I wonder what exactly is the difference between estimate and work remaining? I feel stupid! Please enlighten me!

posted @ Tuesday, October 04, 2011 10:28 AM by Wonderer


Hello. 
Estimate is mainly how many hours you think will take you finish a task and work remaining - is how much time is actually left to finish it. 
They are basically the same however, but we will probably deprecate "time remaining" and move it 
to "Estimates" so that it will not confuse our users. "Time remaining" is an old tool that can only work 
with just hours (in fact any decimal), while "Estimates" allows you to work with decimal, fixed values, points etc. 
So we would advise you to use "Estimates" instead. 
But if you would like to work with both, you can estimate by points using the new Estimate field and at same time estimate by hours using the old "time remaining" field, 
so you can have a relation point per time.

What to do:
(1) In the forum thread, which tool does the reply advise using instead of "time remaining"?
(2) Reproduce everything in the forum thread from "I wonder what" down to "to finish it.", word for word.

Object pointing dataset rows
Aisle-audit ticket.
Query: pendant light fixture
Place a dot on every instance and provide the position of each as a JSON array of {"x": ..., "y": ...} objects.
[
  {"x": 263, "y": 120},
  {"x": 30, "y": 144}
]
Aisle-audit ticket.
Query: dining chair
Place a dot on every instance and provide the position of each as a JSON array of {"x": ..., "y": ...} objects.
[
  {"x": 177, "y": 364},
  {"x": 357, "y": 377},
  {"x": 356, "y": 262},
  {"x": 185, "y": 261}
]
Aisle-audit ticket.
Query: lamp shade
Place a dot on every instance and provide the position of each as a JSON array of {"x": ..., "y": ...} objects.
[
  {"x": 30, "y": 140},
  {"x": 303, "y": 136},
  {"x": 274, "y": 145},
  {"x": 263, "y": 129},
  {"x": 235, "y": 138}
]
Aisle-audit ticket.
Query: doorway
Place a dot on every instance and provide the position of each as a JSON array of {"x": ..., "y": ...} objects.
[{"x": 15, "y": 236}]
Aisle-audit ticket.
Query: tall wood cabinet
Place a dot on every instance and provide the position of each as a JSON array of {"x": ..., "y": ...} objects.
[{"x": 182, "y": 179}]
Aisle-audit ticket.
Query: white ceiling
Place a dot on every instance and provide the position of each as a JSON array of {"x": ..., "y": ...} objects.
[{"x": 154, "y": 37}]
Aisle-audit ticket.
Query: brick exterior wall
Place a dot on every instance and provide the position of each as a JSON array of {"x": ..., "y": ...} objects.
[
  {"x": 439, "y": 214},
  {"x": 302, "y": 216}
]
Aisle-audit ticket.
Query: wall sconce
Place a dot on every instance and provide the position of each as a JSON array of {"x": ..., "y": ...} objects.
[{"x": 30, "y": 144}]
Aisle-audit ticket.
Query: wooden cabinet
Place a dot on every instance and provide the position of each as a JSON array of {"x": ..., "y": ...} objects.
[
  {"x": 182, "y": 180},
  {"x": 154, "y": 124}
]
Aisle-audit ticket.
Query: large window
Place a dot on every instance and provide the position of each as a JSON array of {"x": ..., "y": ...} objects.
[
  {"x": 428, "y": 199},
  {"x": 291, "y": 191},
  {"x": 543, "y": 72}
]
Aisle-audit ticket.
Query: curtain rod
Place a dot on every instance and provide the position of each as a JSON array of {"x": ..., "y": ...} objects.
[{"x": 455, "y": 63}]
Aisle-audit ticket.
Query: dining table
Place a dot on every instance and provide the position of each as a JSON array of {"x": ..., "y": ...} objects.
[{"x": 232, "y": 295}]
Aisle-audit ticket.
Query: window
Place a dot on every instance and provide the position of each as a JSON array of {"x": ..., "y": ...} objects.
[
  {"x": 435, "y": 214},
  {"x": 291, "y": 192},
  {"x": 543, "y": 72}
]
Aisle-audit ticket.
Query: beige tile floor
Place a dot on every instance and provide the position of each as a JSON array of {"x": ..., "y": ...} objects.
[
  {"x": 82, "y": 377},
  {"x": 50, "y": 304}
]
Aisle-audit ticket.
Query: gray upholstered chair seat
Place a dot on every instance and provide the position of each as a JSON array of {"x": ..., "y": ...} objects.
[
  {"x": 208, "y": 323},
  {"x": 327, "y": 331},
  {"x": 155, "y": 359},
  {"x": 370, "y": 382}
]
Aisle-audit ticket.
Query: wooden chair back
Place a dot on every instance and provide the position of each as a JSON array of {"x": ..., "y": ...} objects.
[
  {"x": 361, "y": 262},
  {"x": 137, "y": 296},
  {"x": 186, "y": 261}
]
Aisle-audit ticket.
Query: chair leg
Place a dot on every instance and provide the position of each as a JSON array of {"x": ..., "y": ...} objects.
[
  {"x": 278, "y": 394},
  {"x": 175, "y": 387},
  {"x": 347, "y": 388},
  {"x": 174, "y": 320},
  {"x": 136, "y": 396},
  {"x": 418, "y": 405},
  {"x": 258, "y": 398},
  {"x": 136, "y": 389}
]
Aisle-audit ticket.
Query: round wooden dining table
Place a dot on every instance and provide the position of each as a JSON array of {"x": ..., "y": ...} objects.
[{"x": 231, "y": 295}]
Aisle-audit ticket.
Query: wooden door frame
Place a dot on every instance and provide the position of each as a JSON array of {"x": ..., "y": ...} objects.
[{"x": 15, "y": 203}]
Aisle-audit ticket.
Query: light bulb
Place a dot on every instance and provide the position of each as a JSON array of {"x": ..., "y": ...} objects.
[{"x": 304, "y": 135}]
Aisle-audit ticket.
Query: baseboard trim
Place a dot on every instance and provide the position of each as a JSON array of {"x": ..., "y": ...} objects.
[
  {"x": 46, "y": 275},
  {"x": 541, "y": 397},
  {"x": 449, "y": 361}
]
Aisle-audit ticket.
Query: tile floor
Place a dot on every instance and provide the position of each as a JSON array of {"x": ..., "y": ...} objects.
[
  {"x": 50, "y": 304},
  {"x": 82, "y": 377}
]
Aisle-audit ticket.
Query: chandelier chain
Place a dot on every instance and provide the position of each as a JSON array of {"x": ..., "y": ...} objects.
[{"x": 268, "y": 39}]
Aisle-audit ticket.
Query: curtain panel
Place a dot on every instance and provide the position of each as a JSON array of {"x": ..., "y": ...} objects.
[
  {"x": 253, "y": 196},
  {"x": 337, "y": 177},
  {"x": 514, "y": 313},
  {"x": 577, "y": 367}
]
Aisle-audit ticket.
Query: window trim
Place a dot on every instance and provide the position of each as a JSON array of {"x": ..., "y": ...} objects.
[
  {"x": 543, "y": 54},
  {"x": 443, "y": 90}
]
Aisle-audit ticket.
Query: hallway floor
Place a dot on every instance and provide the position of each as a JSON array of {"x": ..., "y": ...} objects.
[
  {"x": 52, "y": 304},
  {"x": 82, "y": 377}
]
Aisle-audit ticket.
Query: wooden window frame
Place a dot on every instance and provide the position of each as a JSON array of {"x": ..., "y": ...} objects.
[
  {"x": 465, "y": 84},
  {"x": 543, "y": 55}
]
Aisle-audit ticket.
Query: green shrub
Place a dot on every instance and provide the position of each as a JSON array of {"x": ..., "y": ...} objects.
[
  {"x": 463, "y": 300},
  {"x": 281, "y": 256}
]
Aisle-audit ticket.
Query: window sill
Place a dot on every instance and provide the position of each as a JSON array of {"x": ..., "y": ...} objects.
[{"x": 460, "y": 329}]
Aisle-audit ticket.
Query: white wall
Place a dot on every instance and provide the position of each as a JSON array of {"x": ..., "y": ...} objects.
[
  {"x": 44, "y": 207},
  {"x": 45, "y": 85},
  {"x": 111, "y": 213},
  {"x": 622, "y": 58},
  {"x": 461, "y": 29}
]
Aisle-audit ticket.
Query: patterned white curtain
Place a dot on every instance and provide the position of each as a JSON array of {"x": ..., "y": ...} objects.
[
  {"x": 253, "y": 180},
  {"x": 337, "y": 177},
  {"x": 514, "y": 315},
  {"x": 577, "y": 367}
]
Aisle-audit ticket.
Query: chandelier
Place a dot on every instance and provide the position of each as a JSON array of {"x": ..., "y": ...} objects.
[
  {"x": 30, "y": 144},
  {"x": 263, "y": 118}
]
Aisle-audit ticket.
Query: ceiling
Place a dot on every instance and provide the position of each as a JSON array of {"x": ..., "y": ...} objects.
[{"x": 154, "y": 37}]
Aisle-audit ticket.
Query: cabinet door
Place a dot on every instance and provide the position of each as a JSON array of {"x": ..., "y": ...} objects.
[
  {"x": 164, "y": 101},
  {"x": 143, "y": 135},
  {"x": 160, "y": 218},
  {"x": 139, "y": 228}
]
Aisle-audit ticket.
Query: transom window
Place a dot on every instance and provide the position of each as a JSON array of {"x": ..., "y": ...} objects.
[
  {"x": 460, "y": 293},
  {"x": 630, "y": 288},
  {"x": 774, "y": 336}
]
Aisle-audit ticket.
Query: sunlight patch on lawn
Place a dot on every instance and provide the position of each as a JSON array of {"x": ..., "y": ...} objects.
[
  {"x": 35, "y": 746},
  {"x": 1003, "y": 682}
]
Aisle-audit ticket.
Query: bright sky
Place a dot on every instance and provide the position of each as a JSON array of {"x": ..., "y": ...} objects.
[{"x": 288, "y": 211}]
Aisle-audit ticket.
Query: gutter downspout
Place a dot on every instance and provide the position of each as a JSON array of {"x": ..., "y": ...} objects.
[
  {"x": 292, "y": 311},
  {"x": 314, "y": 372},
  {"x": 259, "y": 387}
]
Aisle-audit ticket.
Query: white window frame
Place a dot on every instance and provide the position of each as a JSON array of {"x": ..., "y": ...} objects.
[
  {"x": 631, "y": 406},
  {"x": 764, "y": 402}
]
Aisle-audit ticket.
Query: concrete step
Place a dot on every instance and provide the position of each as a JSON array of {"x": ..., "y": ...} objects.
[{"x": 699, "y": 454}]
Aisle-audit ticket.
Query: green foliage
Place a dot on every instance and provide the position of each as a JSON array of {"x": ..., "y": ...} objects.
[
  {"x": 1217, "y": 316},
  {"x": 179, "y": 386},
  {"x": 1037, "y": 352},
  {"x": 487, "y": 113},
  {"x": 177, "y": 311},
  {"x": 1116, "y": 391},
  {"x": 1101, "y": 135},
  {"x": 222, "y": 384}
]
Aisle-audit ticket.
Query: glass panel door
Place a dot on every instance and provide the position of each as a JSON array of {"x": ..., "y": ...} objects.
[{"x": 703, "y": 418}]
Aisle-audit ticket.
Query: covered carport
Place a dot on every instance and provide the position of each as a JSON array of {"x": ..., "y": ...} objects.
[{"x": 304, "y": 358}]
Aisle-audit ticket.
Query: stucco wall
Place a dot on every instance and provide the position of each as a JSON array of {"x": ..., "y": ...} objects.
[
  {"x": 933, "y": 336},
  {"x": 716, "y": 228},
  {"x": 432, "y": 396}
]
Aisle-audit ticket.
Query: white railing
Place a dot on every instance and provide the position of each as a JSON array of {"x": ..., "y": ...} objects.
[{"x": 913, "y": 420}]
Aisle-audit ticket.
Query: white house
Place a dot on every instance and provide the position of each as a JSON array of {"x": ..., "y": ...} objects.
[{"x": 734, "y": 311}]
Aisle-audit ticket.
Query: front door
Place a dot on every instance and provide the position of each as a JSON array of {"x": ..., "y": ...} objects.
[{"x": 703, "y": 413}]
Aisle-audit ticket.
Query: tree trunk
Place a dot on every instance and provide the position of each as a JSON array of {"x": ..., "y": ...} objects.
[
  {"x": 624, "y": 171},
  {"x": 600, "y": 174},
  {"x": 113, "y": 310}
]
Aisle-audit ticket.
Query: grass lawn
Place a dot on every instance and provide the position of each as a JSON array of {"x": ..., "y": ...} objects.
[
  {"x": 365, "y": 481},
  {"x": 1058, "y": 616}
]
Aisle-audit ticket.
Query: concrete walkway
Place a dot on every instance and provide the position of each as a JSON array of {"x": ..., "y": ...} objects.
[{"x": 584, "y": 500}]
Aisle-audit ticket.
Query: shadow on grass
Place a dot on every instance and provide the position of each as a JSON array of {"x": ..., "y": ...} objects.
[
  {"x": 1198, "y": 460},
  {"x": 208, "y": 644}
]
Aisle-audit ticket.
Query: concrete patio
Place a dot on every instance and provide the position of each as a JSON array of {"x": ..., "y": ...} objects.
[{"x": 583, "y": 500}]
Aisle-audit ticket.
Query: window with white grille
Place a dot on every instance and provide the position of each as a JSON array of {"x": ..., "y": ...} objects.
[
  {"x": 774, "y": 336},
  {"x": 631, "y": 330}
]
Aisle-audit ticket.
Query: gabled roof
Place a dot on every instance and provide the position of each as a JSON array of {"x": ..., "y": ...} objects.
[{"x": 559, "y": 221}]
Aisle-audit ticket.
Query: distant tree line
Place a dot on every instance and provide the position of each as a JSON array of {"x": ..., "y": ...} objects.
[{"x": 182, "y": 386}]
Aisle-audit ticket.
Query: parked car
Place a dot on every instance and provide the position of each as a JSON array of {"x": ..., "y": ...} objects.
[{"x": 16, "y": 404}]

Solution list:
(1) "Estimates"

(2)
I wonder what exactly is the difference between estimate and work remaining? I feel stupid! Please enlighten me!

posted @ Tuesday, October 04, 2011 10:28 AM by Wonderer


Hello. 
Estimate is mainly how many hours you think will take you finish a task and work remaining - is how much time is actually left to finish it.